Aim of the task »
Pick out every line in the records that contains the word "tile", and copy each of those lines in full.

◆ ◆ ◆ ◆

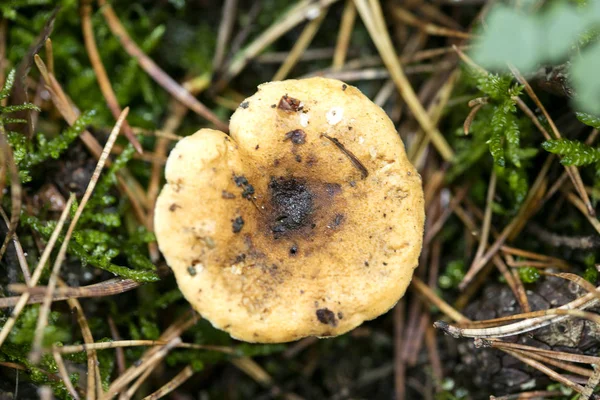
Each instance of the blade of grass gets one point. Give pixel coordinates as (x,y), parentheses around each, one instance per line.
(45,309)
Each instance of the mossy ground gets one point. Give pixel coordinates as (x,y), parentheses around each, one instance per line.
(376,360)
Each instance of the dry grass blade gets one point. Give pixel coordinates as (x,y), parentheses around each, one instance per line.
(152,69)
(581,206)
(225,27)
(293,17)
(173,384)
(435,300)
(399,362)
(16,193)
(408,18)
(100,71)
(132,373)
(45,309)
(37,273)
(94,381)
(373,19)
(127,184)
(531,202)
(551,373)
(487,218)
(533,320)
(591,384)
(558,355)
(306,37)
(344,34)
(19,249)
(62,370)
(571,170)
(253,370)
(76,348)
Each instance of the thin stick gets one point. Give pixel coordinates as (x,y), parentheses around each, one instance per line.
(136,371)
(444,307)
(399,363)
(552,374)
(37,273)
(540,319)
(173,384)
(16,192)
(225,27)
(572,170)
(509,230)
(45,309)
(431,29)
(49,55)
(94,381)
(119,353)
(19,250)
(117,344)
(591,384)
(100,71)
(36,294)
(62,370)
(344,34)
(580,205)
(558,355)
(487,218)
(293,17)
(155,72)
(301,44)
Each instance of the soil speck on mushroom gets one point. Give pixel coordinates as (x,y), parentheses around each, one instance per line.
(297,136)
(237,224)
(326,316)
(227,195)
(355,161)
(289,104)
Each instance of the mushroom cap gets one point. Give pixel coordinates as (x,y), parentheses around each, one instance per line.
(307,221)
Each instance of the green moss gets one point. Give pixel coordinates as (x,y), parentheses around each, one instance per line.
(529,274)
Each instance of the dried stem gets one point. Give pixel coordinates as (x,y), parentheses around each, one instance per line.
(152,69)
(22,300)
(45,309)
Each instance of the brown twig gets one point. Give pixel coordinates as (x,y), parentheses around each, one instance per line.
(571,170)
(408,18)
(225,28)
(303,41)
(100,71)
(44,310)
(22,300)
(152,69)
(36,294)
(435,300)
(344,34)
(399,362)
(373,19)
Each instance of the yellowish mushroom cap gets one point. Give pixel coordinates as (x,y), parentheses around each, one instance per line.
(307,221)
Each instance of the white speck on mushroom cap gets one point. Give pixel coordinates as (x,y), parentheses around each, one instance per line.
(304,118)
(335,115)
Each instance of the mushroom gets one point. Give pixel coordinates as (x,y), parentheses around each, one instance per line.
(306,221)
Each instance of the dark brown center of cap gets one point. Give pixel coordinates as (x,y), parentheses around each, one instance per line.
(292,203)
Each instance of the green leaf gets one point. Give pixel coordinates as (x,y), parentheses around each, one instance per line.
(588,119)
(574,152)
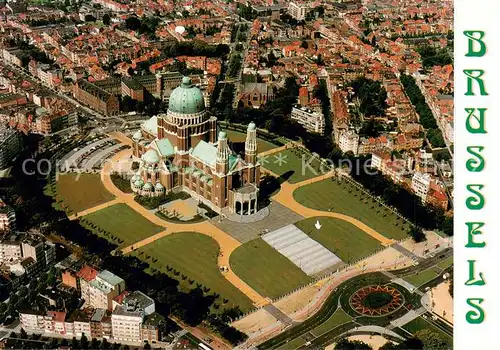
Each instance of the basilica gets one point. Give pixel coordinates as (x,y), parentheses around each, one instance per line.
(183,150)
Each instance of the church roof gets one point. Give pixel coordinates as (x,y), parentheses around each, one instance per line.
(151,125)
(206,153)
(151,157)
(164,147)
(186,98)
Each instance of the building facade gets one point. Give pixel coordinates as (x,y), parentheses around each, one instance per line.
(182,150)
(311,120)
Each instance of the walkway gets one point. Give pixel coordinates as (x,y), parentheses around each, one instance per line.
(285,197)
(117,135)
(226,243)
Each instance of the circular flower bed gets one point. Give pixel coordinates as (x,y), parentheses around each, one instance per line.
(376,300)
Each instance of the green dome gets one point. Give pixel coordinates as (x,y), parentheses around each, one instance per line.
(186,98)
(151,157)
(137,135)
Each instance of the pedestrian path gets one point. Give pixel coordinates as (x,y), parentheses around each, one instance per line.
(285,197)
(227,243)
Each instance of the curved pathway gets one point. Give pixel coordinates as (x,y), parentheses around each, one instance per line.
(285,197)
(226,243)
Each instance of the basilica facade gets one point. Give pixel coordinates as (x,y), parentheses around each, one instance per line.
(184,150)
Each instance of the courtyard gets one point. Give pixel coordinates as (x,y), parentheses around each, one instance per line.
(343,239)
(191,258)
(76,192)
(345,198)
(265,270)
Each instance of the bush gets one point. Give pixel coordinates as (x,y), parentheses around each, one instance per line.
(121,183)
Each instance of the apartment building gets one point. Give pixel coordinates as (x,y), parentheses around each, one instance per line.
(348,141)
(7,217)
(420,184)
(96,98)
(10,146)
(128,318)
(86,275)
(298,11)
(311,120)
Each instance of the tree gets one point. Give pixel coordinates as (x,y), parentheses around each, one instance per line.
(23,334)
(346,344)
(106,19)
(431,340)
(408,344)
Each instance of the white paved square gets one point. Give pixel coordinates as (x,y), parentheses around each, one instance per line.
(310,256)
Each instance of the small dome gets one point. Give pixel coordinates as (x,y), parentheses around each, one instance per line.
(186,99)
(137,135)
(151,157)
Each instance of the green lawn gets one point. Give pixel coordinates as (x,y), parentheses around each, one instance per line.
(122,222)
(194,256)
(295,164)
(343,239)
(446,263)
(338,318)
(420,323)
(78,192)
(262,145)
(422,278)
(265,270)
(344,198)
(293,344)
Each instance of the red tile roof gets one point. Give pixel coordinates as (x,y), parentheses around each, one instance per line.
(88,273)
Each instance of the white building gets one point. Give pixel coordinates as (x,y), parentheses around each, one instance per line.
(10,147)
(449,132)
(420,184)
(127,319)
(349,141)
(103,289)
(298,11)
(311,120)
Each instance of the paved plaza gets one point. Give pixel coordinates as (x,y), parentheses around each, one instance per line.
(310,256)
(279,216)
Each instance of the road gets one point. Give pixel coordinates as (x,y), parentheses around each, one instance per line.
(331,306)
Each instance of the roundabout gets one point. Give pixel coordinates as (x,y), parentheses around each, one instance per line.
(376,300)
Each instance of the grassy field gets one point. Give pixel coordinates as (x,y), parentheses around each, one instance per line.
(338,318)
(423,277)
(194,257)
(420,323)
(78,192)
(346,199)
(262,145)
(295,164)
(265,270)
(293,344)
(343,239)
(446,263)
(122,222)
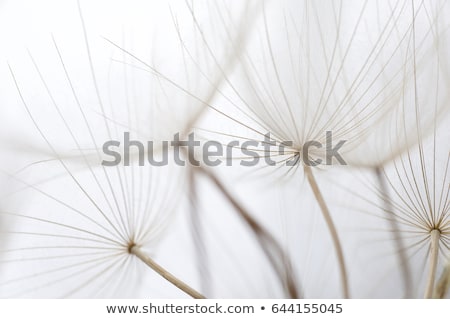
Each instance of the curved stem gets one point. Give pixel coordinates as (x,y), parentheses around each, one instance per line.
(334,235)
(435,235)
(135,250)
(392,219)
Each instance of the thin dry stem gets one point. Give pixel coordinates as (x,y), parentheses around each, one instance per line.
(334,235)
(135,250)
(443,284)
(435,235)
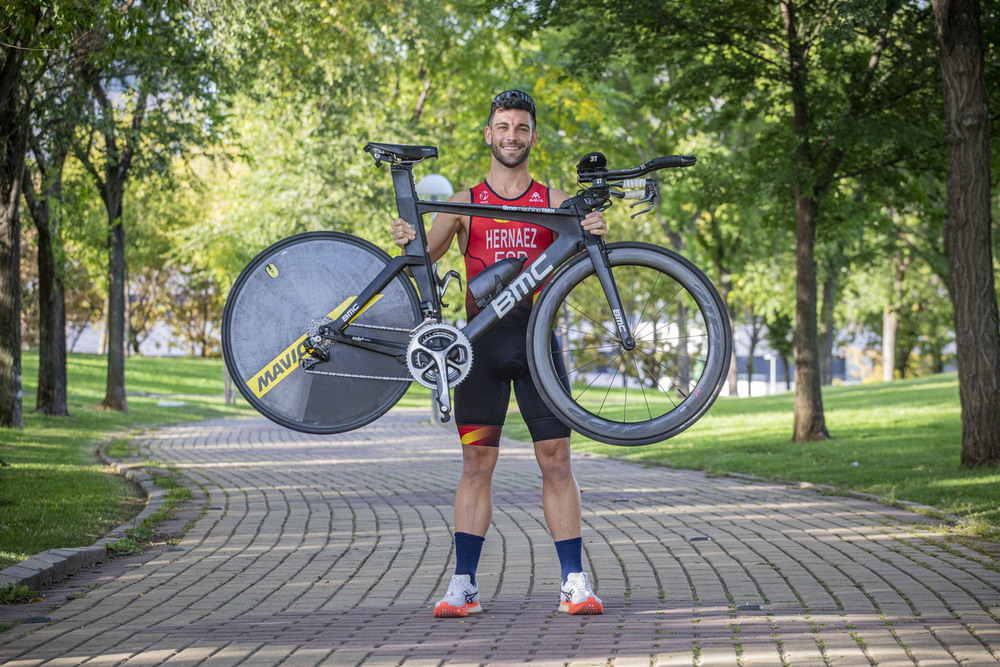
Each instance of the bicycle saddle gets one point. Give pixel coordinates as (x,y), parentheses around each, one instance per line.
(393,153)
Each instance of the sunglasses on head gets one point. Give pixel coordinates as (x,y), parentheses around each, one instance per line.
(516,94)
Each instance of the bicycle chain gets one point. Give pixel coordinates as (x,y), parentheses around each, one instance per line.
(356,376)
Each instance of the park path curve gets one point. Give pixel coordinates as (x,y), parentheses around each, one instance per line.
(332,550)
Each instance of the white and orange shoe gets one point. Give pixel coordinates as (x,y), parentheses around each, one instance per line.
(461,599)
(577,596)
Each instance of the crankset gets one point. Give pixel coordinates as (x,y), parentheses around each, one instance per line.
(439,357)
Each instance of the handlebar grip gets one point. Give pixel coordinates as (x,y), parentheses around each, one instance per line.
(671,161)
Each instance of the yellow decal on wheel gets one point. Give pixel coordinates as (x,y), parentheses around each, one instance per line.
(288,359)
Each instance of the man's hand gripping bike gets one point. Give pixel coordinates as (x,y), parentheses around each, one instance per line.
(323,332)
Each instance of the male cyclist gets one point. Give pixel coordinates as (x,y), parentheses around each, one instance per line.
(500,360)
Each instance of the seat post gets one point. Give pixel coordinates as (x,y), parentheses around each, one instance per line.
(406,205)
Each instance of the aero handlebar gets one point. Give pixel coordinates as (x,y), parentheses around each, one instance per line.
(585,175)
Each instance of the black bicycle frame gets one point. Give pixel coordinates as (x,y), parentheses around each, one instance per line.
(565,222)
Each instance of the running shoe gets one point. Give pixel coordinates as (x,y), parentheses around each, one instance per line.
(578,597)
(461,600)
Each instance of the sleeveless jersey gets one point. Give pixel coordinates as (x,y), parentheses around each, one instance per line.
(491,239)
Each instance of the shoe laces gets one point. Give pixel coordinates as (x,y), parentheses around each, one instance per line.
(577,582)
(459,585)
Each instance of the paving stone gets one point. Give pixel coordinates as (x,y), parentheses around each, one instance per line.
(333,549)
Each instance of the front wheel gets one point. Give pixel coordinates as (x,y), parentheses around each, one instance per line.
(661,386)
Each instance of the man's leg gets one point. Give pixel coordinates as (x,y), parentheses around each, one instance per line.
(474,497)
(560,493)
(561,502)
(473,512)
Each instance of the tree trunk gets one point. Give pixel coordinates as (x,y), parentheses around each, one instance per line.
(967,229)
(890,327)
(827,330)
(114,398)
(725,288)
(809,420)
(13,144)
(12,147)
(51,399)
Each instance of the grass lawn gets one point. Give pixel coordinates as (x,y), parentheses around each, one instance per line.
(53,491)
(898,441)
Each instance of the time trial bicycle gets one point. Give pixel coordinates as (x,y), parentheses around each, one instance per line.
(323,332)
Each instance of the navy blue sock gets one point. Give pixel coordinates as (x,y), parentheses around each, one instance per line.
(467,550)
(570,556)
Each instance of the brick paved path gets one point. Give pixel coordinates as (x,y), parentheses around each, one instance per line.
(331,550)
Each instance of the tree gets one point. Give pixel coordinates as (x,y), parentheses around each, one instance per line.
(967,228)
(832,81)
(154,77)
(58,101)
(30,30)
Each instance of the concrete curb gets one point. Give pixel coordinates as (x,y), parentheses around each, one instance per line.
(56,564)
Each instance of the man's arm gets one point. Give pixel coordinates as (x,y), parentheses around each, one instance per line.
(444,229)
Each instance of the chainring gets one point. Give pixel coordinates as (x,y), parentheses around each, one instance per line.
(434,345)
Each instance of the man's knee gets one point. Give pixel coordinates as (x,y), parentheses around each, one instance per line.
(553,458)
(478,461)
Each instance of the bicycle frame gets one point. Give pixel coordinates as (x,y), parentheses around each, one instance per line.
(565,222)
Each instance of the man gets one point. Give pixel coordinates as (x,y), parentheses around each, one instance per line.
(500,359)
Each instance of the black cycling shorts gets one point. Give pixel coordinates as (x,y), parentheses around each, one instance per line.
(500,359)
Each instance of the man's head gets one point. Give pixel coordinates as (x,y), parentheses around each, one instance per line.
(510,128)
(512,99)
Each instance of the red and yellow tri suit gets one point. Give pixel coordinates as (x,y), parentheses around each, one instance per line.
(500,356)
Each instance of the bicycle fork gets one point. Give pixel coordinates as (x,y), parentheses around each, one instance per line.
(598,251)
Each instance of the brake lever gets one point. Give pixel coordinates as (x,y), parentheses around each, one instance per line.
(652,192)
(444,282)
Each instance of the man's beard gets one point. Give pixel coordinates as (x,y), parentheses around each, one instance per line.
(510,160)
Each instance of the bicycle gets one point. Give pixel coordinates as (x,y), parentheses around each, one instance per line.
(323,332)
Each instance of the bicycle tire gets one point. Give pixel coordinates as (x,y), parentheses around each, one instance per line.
(675,372)
(269,309)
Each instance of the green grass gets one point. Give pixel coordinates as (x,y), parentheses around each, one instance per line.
(53,491)
(900,441)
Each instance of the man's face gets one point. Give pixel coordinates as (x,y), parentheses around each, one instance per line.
(510,136)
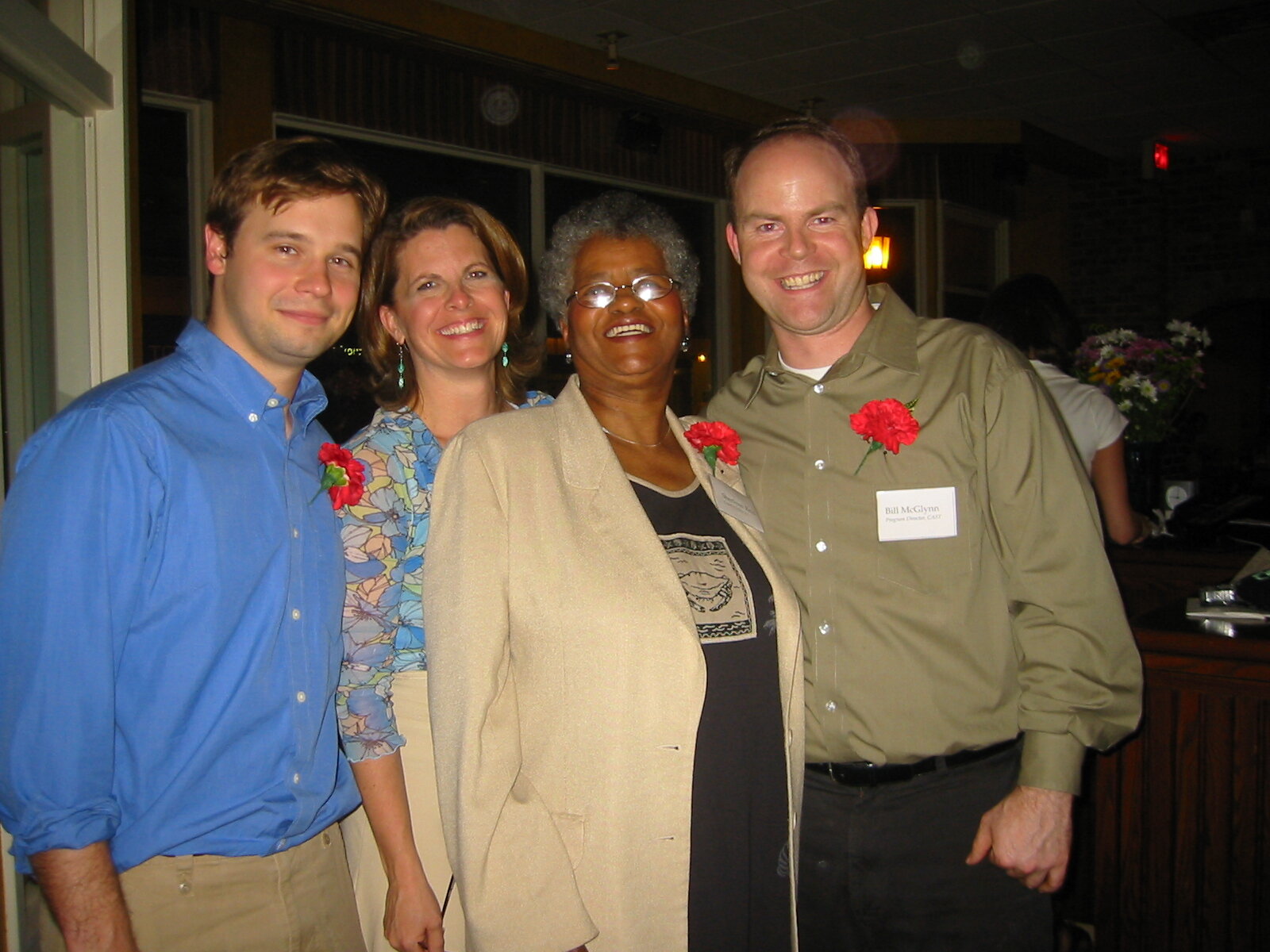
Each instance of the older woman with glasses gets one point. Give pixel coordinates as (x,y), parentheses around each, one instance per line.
(616,679)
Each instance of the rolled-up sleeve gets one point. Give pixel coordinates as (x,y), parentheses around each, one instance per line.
(375,550)
(74,556)
(1080,673)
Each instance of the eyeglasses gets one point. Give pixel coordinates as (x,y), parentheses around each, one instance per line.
(651,287)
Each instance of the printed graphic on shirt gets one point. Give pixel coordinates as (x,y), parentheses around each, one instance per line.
(722,602)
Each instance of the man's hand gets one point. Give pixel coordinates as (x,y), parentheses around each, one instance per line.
(1029,835)
(83,890)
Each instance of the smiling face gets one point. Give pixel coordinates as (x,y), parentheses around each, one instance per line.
(287,289)
(632,342)
(448,304)
(799,239)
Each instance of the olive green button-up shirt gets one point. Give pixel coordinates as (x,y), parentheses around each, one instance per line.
(927,647)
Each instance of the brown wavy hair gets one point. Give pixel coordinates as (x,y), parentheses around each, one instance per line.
(419,215)
(283,171)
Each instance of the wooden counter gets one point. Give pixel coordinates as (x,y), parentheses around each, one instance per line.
(1181,812)
(1164,570)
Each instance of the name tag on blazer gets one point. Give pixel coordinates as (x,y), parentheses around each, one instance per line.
(916,513)
(734,505)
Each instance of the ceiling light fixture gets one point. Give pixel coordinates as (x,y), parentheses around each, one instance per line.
(878,257)
(610,41)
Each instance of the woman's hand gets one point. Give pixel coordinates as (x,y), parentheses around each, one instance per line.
(412,916)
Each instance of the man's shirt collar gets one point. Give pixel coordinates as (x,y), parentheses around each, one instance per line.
(891,338)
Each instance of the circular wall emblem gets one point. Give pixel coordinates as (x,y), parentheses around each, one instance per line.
(499,105)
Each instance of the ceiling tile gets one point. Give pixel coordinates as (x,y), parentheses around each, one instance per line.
(1056,19)
(772,36)
(861,21)
(679,18)
(1126,42)
(685,56)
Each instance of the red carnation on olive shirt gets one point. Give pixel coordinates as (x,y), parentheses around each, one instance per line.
(886,424)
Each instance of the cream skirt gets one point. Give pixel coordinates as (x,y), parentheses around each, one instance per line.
(370,882)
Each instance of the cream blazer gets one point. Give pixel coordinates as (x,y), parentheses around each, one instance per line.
(565,687)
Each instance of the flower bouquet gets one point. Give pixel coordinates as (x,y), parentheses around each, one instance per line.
(1147,378)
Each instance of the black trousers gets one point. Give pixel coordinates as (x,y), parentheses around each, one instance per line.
(883,869)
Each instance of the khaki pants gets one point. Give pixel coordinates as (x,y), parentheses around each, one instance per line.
(300,900)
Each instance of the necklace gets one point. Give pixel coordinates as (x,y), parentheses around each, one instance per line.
(635,442)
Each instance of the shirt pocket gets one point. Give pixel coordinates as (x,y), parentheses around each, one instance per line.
(926,565)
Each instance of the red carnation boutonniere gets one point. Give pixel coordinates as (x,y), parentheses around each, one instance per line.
(886,424)
(717,441)
(343,476)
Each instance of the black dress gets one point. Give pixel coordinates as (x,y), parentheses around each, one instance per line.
(738,888)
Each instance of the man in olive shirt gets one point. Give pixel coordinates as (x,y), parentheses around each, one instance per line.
(956,593)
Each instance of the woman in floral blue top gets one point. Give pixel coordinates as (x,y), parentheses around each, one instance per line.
(440,327)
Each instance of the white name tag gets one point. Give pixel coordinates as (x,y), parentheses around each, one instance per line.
(916,513)
(734,505)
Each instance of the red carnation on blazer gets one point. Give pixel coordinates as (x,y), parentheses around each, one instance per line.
(717,441)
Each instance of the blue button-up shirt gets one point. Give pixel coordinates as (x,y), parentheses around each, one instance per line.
(171,589)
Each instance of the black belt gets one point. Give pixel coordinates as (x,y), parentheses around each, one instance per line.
(861,774)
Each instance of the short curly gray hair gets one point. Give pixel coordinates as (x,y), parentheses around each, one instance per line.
(620,215)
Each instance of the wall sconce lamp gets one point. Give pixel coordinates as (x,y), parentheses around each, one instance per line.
(610,41)
(878,255)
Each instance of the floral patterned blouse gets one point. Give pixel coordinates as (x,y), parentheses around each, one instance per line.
(384,537)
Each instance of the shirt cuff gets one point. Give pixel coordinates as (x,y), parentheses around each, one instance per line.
(1052,762)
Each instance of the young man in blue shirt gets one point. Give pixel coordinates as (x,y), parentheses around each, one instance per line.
(171,578)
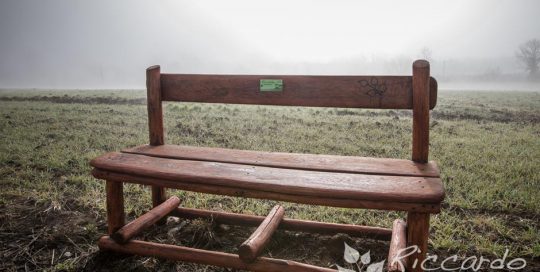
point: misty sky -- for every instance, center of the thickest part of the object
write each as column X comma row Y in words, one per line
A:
column 108, row 44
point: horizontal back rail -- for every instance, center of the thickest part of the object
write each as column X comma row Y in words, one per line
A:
column 381, row 92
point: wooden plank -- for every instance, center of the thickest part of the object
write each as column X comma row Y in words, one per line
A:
column 145, row 221
column 299, row 182
column 417, row 235
column 381, row 92
column 397, row 243
column 155, row 121
column 155, row 111
column 115, row 205
column 280, row 196
column 286, row 223
column 254, row 245
column 420, row 111
column 325, row 163
column 207, row 257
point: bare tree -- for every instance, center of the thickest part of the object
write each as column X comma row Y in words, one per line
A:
column 528, row 55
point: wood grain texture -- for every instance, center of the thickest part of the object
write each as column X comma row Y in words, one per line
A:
column 250, row 249
column 286, row 223
column 278, row 180
column 201, row 256
column 145, row 221
column 324, row 200
column 155, row 111
column 381, row 92
column 155, row 122
column 420, row 111
column 417, row 235
column 324, row 163
column 115, row 205
column 397, row 243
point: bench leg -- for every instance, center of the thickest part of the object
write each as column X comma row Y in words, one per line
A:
column 115, row 205
column 158, row 197
column 417, row 234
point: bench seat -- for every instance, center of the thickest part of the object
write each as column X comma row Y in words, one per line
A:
column 343, row 181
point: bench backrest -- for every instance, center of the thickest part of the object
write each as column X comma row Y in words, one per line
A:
column 417, row 92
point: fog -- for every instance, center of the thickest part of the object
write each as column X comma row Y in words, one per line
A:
column 108, row 44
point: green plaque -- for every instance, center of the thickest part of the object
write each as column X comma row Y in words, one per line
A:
column 271, row 85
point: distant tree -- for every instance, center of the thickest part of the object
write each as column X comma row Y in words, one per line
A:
column 528, row 55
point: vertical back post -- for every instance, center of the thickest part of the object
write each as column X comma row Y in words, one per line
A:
column 420, row 86
column 418, row 223
column 155, row 121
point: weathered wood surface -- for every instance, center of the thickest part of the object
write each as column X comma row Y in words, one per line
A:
column 325, row 200
column 155, row 111
column 286, row 223
column 417, row 235
column 325, row 163
column 155, row 121
column 146, row 220
column 382, row 92
column 115, row 205
column 397, row 243
column 420, row 111
column 278, row 180
column 250, row 249
column 193, row 255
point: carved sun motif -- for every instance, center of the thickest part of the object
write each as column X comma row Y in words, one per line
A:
column 374, row 88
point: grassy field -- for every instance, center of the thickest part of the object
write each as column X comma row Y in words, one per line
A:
column 487, row 145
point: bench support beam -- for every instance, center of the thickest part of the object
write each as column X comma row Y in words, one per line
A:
column 115, row 205
column 194, row 255
column 417, row 235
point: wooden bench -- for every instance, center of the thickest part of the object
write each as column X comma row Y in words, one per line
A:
column 413, row 185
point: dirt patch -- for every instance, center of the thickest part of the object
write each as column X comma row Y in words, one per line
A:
column 37, row 236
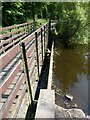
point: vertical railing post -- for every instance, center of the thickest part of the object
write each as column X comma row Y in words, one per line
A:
column 49, row 30
column 24, row 62
column 42, row 44
column 37, row 58
column 44, row 41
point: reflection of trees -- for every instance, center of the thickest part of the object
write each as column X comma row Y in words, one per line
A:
column 69, row 64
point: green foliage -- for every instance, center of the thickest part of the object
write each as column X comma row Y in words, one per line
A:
column 73, row 17
column 73, row 23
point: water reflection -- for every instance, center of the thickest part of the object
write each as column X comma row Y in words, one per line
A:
column 71, row 73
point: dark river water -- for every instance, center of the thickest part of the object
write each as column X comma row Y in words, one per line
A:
column 71, row 76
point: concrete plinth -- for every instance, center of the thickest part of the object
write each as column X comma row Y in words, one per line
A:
column 46, row 104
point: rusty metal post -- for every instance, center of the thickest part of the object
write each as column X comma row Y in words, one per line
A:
column 37, row 58
column 44, row 41
column 24, row 62
column 42, row 44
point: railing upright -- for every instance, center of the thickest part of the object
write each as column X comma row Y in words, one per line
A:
column 37, row 58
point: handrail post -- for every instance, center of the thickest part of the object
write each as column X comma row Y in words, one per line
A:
column 24, row 62
column 37, row 58
column 44, row 40
column 49, row 30
column 42, row 45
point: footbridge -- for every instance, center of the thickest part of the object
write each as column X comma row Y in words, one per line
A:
column 24, row 53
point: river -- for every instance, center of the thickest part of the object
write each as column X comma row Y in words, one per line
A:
column 71, row 76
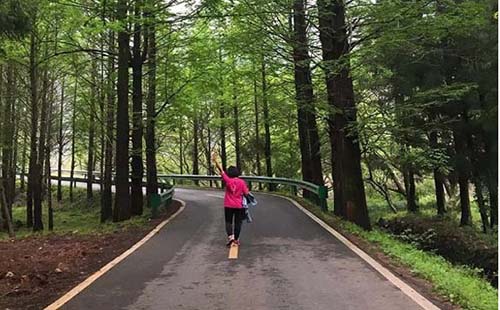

◆ ◆ ◆ ◆

Problem solution »
Each instance of the red tile roof gets one point. Give pixel coordinates as (x,y), parentheses around each, one instance per line.
Each instance of the ceiling tile gets one point. Give pixel coordinates as (x,y), parentheses around each, one instance per line.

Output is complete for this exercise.